• **Document segment**:
If a knowledge of the connexion of the elements (sensations) does not suffice us, and we ask, Who possesses this connexion of sensations, Who experiences it ? then we have succumbed to the old habit of subsuming every element (every sensation) under some unanalysed complex, and we are falling back imperceptibly upon an older, lower, and more limited point of view. It is often pointed out, that a psychical experience which is not the experience of a determinate subject is unthinkable, and it is held that in this way the essential part played by the unity of consciousness has been demonstrated. But the Ego-consciousness can be of many different degrees and composed of a multiplicity of chance memories. One might just as well say that a physical process which does not take place in some environment or other, or at least somewhere in the universe, is unthinkable. In both cases, in order to make a beginning with our investigation, we must be allowed to abstract from the environment, which, as regards its influence, may be very different in different cases, and in special cases may shrink to a minimum. Consider the sensations of the lower animals, to which a subject with definite features can hardly be ascribed. It is out of sensations that the subject is built up, and, once built up, no doubt the subject reacts in turn on the sensations.
The habit of treating the unanalysed ego complex as an indiscerptible unity frequently assumes in science remarkable forms. First, the nervous system is separated from the body as the seat of the sensations. In the nervous system again, the brain is selected as the organ best fitted for this end, and finally, to save the supposed psychical unity, a point is sought in the brain as the seat of the soul. But such crude conceptions are hardly fit even to foreshadow the roughest outlines of what future research will do for the connexion of the physical and the psychical. The fact that the different organs and parts of the nervous system are physically connected with, and can be readily excited by, one another, is probably at the bottom of the notion of "psychical unity."
I once heard the question seriously discussed, "How the perception of a large tree could find room in the little head of a man?)' Now, although this "problem " is no problem, yet it renders us vividly sensible of the absurdity that can be committed by thinking sensations spatially into the brain. When I speak of the sensations of another person, those sensations are, of course, not exhibited in my optical or physical space; they are mentally added, and I conceive them causally, not spatially, attached to the brain observed, or rather, functionally presented. When I speak of my own sensations, these sensations do not exist spatially in my head, but rather my "head" shares with them the same spatial field, as was explained above. (Compare the remarks on Fig. I on pp. I7-I9 above.).

• **Entries supplied**:
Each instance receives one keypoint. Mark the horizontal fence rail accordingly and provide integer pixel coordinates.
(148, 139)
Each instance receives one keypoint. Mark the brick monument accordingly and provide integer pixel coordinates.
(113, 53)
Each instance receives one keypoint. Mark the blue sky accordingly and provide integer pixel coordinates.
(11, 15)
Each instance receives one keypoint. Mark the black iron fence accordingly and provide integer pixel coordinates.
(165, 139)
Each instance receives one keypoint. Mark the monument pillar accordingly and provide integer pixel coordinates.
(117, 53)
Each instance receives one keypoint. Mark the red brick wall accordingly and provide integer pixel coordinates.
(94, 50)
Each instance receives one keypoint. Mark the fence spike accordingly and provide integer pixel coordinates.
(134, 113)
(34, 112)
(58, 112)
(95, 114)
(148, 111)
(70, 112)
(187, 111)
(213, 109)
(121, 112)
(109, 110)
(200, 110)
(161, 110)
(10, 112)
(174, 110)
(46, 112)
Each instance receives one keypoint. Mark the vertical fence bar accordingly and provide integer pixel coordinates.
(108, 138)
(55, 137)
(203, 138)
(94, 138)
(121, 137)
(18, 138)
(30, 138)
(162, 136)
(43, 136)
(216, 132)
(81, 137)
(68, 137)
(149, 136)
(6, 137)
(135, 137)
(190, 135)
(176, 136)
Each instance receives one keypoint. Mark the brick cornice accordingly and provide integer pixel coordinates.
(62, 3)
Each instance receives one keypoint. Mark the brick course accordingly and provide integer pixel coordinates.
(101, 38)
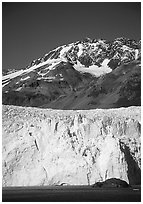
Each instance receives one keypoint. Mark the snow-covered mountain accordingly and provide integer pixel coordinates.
(81, 75)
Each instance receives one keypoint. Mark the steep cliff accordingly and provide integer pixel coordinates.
(51, 147)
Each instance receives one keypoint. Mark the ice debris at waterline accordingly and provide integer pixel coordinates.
(51, 147)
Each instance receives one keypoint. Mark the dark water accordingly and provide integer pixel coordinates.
(70, 194)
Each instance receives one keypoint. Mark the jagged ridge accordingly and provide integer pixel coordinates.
(74, 74)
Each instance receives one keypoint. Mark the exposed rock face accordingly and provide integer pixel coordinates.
(112, 183)
(51, 147)
(87, 74)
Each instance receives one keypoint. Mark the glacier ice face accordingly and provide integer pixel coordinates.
(51, 147)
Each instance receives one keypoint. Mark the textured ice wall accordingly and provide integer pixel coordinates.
(48, 147)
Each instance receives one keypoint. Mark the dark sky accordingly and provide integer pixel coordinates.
(30, 30)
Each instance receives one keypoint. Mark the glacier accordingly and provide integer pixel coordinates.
(76, 147)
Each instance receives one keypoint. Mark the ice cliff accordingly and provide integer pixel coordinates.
(52, 147)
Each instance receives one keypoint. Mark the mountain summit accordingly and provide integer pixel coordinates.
(86, 74)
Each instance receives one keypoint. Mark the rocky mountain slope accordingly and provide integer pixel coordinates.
(86, 74)
(53, 147)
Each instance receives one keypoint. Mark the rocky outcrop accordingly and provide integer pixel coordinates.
(112, 183)
(51, 147)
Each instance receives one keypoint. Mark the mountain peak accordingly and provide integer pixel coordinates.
(74, 72)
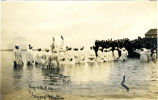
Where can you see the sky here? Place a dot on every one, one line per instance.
(80, 22)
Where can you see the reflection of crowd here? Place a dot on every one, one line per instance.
(103, 51)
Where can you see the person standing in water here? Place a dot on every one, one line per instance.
(54, 58)
(29, 56)
(116, 54)
(17, 56)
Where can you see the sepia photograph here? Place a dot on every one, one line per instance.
(78, 50)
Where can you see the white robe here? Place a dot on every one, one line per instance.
(116, 55)
(91, 57)
(29, 56)
(18, 57)
(105, 56)
(38, 57)
(110, 56)
(100, 57)
(123, 55)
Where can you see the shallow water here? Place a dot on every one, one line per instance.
(87, 82)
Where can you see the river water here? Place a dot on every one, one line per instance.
(100, 81)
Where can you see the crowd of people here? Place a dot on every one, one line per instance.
(103, 51)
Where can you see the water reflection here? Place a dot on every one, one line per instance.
(98, 80)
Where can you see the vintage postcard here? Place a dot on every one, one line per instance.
(78, 50)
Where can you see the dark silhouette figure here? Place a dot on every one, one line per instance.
(122, 83)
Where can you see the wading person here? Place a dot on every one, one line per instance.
(115, 54)
(100, 57)
(91, 56)
(29, 56)
(154, 56)
(17, 56)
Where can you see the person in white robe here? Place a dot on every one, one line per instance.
(100, 57)
(38, 57)
(105, 55)
(154, 56)
(18, 61)
(91, 56)
(110, 54)
(29, 56)
(70, 56)
(123, 54)
(76, 55)
(81, 56)
(116, 54)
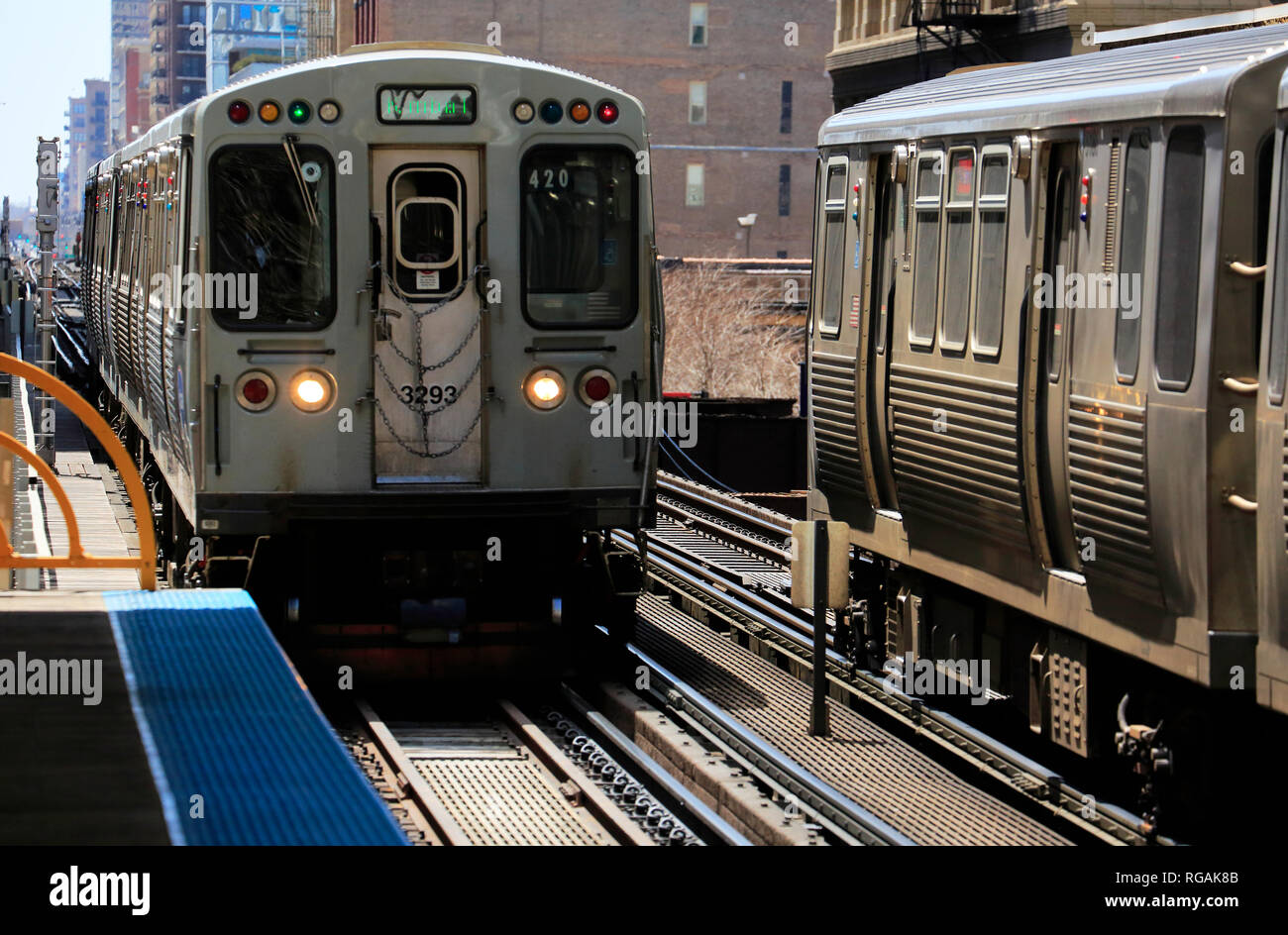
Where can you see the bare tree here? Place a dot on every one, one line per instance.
(724, 337)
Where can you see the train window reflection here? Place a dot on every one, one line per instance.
(428, 230)
(1131, 258)
(579, 236)
(1279, 300)
(833, 244)
(925, 282)
(991, 275)
(958, 244)
(274, 224)
(1180, 243)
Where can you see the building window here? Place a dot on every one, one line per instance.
(695, 184)
(697, 102)
(697, 25)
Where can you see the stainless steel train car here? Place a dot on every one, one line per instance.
(1034, 385)
(353, 316)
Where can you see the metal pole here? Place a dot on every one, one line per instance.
(47, 223)
(818, 725)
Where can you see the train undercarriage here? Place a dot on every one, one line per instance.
(393, 599)
(1162, 742)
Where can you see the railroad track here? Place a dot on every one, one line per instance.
(728, 559)
(513, 779)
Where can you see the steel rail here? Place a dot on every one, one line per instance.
(763, 758)
(682, 798)
(1109, 823)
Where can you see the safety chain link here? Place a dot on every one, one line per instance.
(419, 407)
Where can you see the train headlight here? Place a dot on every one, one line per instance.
(544, 388)
(312, 390)
(256, 390)
(595, 385)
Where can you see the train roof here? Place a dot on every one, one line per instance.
(183, 120)
(1180, 77)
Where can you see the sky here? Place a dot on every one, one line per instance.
(51, 47)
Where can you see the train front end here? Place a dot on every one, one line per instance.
(442, 269)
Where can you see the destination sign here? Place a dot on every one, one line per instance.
(404, 104)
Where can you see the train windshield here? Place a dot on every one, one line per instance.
(270, 220)
(579, 236)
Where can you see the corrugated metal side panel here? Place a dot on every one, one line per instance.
(1153, 67)
(967, 474)
(836, 438)
(158, 411)
(174, 415)
(1109, 494)
(120, 333)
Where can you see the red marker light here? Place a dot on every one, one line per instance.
(256, 390)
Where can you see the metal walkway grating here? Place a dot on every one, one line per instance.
(876, 769)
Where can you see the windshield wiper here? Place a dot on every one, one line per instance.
(292, 158)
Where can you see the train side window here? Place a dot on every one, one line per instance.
(1131, 254)
(580, 239)
(1180, 244)
(995, 185)
(833, 244)
(1278, 368)
(925, 282)
(273, 219)
(883, 253)
(960, 240)
(1059, 253)
(1265, 179)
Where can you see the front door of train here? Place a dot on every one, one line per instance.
(428, 342)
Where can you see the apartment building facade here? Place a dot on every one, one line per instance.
(734, 94)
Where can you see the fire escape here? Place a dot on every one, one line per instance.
(947, 24)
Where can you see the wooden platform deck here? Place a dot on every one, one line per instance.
(106, 527)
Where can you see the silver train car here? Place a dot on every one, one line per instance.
(353, 316)
(1038, 389)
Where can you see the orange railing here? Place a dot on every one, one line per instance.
(76, 556)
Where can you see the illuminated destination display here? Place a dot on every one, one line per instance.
(404, 104)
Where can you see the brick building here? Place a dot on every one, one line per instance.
(178, 73)
(129, 31)
(84, 143)
(734, 94)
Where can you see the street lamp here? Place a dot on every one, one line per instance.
(747, 220)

• **Exercises to complete**:
(a) Translate this sentence from the passage on sensations and the ego above the entries into Spanish: "It is out of sensations that the subject is built up, and, once built up, no doubt the subject reacts in turn on the sensations."
(b) Carry the passage on sensations and the ego forward from its last sentence.

• **Replies**:
(a) Es a partir de las sensaciones como se construye el sujeto, y, una vez construido, sin duda el sujeto reacciona a su vez sobre las sensaciones.

(b)
The unity of consciousness is not an argument in point. Since the apparent antithesis between the real world and the world given through the senses lies entirely in our mode of view, and no actual gulf exists between them, a complicated and variously interconnected content of consciousness is no more difficult to understand than is the complicated interconnection of the world.
If we regard the ego as a real unity, we become involved in the following dilemma: either we must set over against the ego a world of unknowable entities (which would be quite idle and purposeless), or we must regard the whole world, the egos of other people included, as comprised in our own ego (a proposition to which it is difficult to yield serious assent).
But if we take the ego simply as a practical unity, put together for purposes of provisional survey, or as a more strongly cohering group of elements, less strongly connected with other groups of this kind, questions like those above discussed will not arise, and research will have an unobstructed future.
In his philosophical notes Lichtenberg says: " We become conscious of certain presentations that are not dependent upon us; of others that we at least think are dependent upon us. Where is the border-line? We know only the existence of our sensations, presentations, and thoughts. We should say, It thinks, just as we say, It lightens. It is going too far to say cogito, if we translate cogito by I think. The assumption, or postulation, of the ego is a mere practical necessity." Though the method by which Lichtenberg arrived at this result is somewhat different from ours, we must nevertheless give our full assent to his conclusion.
Bodies do not produce sensations, but complexes of elements (complexes of sensations) make up bodies. If, to the physicist, bodies appear the real, abiding existences, whilst the " elements " are regarded merely as their evanescent, transitory appearance, the physicist forgets, in the assumption of such a view, that all bodies are but thought-symbols for complexes of elements (complexes of sensations). Here, too, the elements in question form the real, immediate, and ultimate foundation, which it is the task of physiologico-physical research to investigate. By the recognition of this fact, many points of physiology and physics assume more distinct and more economical forms, and many spurious problems are disposed of.
For us, therefore, the world does not consist of mysterious entities, which by their interaction with another, equally mysterious entity, the ego, produce sensations, which alone are accessible. For us, colours, sounds, spaces, times, . . . are provisionally the ultimate elements, whose given connexion it is our business to investigate.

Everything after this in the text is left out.